Texto de origem:
Entre os Nyaneka Humbi, a tradição é praticada e transmitida através de uma instituição conhecida como "Boi Sagrado" Ondjelwa, em nyaneka e que se realiza anualmente pelo cerimonial e "cortejo do boi", e é tida como reminiscência dos antigos criadores e pastores. A finalidade desse ritual é inovar os espíritos desses antepassados para proporcionarem a prosperidade e a protecção do gado. Para esse grupo etnolinguístico, os rituais e as crenças em torno da fecundidade têm lugar com a confecção da kikondi (boneca de fibras vegetais) que são entregues às raparigas casadoiras (logo que apresentam o primeiro fluxo menstrual) as quais as guardarão até gerarem o primeiro filho. Segundo a tradição, a procriação depende em geral desse amuleto, sem o qual a continuidade da vida seria impossível.


A autoridade máxima Nyaneka Humbi é o Ohamba a quem são atribuídos poderes extra humanos. Antes do início das chuvas ele vai junto de uma pedra sagrada e anuncia o Ongonjdi (proibição do cultivo da terra depois da primeira chuva, tida como sagrada) à população. Em seguida, o Ohamba realiza um ritual que consiste em mandar cair a chuva, travar ou controlar outros fenómenos atmosféricos. Este ritual é conhecido entre os Mungambwe, sob-grupo etnolínguistico Nhaneka Humbi, como opululo".


Sobre o carácter moneteista da religião dos povos bantu DELUMEAU, Jean (2002, p.16)  , afirma o seguinte: “o monoteísmo é tão antigo como a África” e que “ os missionários se enganaram sobre o diabo africano”.


Em Angola e, a partir do ano de 1980, assistiu-se a entrada  de expatriados de várias nacionalidades oriundos sobretudo da África Ocidental, região de populações maioritariamente muçulmanos (aderentes da religião Islâmica), mas também de outros continentes.
Como consequência, assistimos impávidos e serenos a implantação de seitas religiosas a partir primeiro de Luanda e, depois a estender-se actualmente a todo País.


Assim Angola passou a ter no seu seio a presença das religiões cristãs (Católicos e Protestantes) e Islâmica e as universais.


Em Angola a proliferação de seitas religiosas está a atingir proporções alarmantes.
 No Workshop sobre a cultura nacional que há tempos decorreu na Assembleia Nacional de Angola, a ministra da Cultura, Rosa Cruz e Silva, disse que o fenómeno de proliferação de seitas religiosas era um problema para sociedade e representava um autêntico desafio para os estudiosos bem como para os órgãos decisores do país, numa altura em que perto de 900 denominações religiosas aguardam a sua oficialização, de acordo com dados do Ministério da Cultura.

O que fazer:
**a.** Copie do texto de origem o trecho que começa em "Em Angola e, a" e termina em "atingir proporções alarmantes.".
**b.** Com base no texto de origem, responda:
(i) Como se chama a boneca de fibras vegetais entregue às raparigas casadoiras?
(ii) Quem é a autoridade máxima dos Nyaneka Humbi?
(iii) Segundo os dados do Ministério da Cultura, quantas denominações religiosas aguardam a sua oficialização?

Material recolhido:
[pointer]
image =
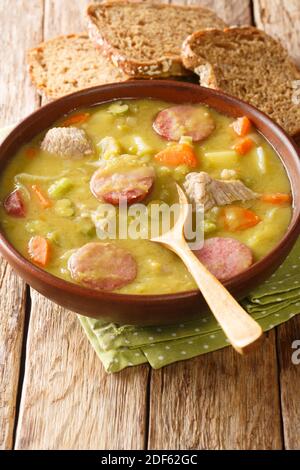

Soluções por tarefa:
**a.**
Em Angola e, a partir do ano de 1980, assistiu-se a entrada  de expatriados de várias nacionalidades oriundos sobretudo da África Ocidental, região de populações maioritariamente muçulmanos (aderentes da religião Islâmica), mas também de outros continentes.
Como consequência, assistimos impávidos e serenos a implantação de seitas religiosas a partir primeiro de Luanda e, depois a estender-se actualmente a todo País.


Assim Angola passou a ter no seu seio a presença das religiões cristãs (Católicos e Protestantes) e Islâmica e as universais.


Em Angola a proliferação de seitas religiosas está a atingir proporções alarmantes.

**b.**
(i) Chama-se kikondi.
(ii) É o Ohamba.
(iii) São perto de 900.